> Extracted text:
****
# Your Stand-out QPR purchases.



## EricABQ (Jul 10, 2012)

QPR stands for Quality to Price Ratio. You choose where to put the weight with regards to a great QPR (the quality or the price.) I judge these on what really strikes a balance between the two.

For me, these stand-out as particularly spectacular buys:

1.

$22 on Amazon. If I had paid three times the price I would still feel like I got a good deal:



2. These recordings are probably on no one's list of the greatest Mahler recordings, but for an incredible price ($3 Amazon .mp3) I got a complete set of Mahler symphonies that were more than good enough to turn me into a Mahler fan. Plus, a fair amount of other stuff besides symphonies in this set as well:



3. Another Amazon .mp3 purchase. $10 for all of Ravel's solo piano played exceptionally well with great sound quality. A great buy.


I have a bunch more of these, but these three really standout for me.


----------



## Blake (Nov 6, 2013)

A couple Amazon mp3s:

Barshai's Shostakocich cycle - $9. I feel the remorse of a thief.
****
> Provided records:
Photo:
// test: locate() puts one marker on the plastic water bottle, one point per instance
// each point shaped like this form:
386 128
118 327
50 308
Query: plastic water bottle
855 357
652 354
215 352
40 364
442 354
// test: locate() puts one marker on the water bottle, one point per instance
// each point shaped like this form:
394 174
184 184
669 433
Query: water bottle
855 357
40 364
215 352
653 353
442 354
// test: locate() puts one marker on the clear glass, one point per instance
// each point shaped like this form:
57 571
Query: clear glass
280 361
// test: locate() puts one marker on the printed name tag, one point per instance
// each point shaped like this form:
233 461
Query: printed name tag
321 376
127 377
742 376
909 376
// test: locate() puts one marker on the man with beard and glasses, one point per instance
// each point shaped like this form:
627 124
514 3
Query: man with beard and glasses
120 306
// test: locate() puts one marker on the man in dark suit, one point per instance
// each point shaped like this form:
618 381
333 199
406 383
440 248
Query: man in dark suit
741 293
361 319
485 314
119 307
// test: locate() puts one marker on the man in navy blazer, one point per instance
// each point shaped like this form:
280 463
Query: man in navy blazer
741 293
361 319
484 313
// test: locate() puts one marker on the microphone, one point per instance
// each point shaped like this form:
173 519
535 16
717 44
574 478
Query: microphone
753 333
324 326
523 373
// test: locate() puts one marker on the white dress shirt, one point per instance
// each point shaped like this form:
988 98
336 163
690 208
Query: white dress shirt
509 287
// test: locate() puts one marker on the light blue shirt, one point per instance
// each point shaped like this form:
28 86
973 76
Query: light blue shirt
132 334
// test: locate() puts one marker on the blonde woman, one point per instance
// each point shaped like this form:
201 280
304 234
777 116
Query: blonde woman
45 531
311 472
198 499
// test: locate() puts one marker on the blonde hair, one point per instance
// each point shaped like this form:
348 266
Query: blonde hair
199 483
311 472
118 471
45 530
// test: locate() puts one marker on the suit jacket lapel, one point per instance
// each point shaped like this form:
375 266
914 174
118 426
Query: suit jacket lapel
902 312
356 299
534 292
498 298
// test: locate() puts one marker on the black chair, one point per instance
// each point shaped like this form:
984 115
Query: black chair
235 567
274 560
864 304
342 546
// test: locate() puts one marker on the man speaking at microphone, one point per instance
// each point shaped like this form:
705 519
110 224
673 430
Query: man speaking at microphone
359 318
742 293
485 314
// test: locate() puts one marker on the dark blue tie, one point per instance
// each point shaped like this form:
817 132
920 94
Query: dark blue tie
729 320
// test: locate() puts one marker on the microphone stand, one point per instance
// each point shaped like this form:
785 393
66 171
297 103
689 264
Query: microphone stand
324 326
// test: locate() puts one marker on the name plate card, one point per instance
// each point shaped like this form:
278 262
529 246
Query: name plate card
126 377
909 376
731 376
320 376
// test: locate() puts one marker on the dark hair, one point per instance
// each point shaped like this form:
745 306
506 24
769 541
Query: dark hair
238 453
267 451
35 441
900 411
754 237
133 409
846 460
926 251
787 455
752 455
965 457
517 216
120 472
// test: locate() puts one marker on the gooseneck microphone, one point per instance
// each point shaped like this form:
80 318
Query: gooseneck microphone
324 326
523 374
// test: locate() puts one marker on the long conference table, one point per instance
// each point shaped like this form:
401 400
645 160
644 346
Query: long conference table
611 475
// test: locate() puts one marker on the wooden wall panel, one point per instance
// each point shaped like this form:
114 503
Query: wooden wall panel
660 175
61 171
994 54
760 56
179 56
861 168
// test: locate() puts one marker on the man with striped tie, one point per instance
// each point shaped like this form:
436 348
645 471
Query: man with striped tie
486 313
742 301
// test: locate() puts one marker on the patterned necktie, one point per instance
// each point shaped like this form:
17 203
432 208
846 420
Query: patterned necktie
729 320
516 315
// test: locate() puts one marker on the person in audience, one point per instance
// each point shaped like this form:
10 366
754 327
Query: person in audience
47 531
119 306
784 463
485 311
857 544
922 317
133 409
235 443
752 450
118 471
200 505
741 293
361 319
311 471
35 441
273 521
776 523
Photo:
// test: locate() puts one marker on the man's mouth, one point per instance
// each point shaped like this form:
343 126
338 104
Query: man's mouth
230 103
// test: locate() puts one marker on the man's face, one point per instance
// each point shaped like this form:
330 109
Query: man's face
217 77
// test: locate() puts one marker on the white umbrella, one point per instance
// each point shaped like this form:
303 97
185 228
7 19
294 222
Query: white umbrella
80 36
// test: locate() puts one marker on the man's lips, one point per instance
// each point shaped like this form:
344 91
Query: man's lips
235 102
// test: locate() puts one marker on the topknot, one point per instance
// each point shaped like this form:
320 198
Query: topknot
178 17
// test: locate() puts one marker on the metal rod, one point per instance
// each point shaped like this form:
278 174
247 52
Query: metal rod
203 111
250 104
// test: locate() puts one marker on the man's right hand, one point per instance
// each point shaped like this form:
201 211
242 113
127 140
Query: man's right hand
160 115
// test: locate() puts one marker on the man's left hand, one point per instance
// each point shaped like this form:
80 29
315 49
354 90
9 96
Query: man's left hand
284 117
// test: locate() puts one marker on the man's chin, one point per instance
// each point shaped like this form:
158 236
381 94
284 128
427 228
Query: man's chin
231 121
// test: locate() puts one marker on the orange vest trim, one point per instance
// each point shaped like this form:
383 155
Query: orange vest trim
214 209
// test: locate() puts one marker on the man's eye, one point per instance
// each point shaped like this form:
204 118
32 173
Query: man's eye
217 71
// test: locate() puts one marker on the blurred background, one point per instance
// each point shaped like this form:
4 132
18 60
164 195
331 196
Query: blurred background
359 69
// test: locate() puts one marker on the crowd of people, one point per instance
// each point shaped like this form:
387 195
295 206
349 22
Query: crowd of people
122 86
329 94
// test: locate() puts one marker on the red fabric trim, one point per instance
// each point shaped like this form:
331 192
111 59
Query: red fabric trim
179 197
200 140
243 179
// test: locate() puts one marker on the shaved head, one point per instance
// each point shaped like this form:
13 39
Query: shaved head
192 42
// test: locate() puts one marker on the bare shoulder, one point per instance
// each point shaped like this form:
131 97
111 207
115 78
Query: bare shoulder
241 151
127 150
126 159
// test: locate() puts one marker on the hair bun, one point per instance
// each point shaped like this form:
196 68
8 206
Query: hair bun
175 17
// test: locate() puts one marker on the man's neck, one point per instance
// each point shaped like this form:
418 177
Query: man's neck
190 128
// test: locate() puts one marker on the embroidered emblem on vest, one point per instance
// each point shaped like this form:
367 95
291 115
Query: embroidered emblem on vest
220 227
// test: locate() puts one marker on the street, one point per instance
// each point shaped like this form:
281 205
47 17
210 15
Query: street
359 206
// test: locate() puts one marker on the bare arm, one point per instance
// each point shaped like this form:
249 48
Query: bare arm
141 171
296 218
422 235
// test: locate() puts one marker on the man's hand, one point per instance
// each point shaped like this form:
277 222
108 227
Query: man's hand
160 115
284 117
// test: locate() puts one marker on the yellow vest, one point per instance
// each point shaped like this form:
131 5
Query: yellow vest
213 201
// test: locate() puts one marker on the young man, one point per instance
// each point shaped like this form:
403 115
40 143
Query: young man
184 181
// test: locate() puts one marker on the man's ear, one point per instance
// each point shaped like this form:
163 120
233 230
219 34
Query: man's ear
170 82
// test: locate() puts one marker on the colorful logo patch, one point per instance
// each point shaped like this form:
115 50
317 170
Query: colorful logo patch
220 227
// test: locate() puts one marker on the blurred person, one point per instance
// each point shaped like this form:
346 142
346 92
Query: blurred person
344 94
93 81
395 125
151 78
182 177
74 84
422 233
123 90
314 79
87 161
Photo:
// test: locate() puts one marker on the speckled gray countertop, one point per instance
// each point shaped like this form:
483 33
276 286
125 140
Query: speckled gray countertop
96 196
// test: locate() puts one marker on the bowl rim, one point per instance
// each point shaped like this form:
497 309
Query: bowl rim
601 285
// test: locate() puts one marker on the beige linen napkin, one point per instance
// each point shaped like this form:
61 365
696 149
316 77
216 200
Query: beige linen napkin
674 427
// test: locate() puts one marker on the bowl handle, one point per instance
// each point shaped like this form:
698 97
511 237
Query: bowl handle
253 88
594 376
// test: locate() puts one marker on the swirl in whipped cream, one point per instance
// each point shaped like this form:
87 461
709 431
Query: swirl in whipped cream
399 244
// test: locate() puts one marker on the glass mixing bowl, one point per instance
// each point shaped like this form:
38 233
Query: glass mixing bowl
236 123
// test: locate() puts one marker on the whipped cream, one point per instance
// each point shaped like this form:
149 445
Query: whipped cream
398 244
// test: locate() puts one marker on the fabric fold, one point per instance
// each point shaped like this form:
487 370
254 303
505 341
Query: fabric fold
****
Please rewrite everything in the QPR purchases thread from "2. These recordings" down to "A great buy.", using "Debussy's solo piano" in place of "Ravel's solo piano".

> Written response:
2. These recordings are probably on no one's list of the greatest Mahler recordings, but for an incredible price ($3 Amazon .mp3) I got a complete set of Mahler symphonies that were more than good enough to turn me into a Mahler fan. Plus, a fair amount of other stuff besides symphonies in this set as well:



3. Another Amazon .mp3 purchase. $10 for all of Debussy's solo piano played exceptionally well with great sound quality. A great buy.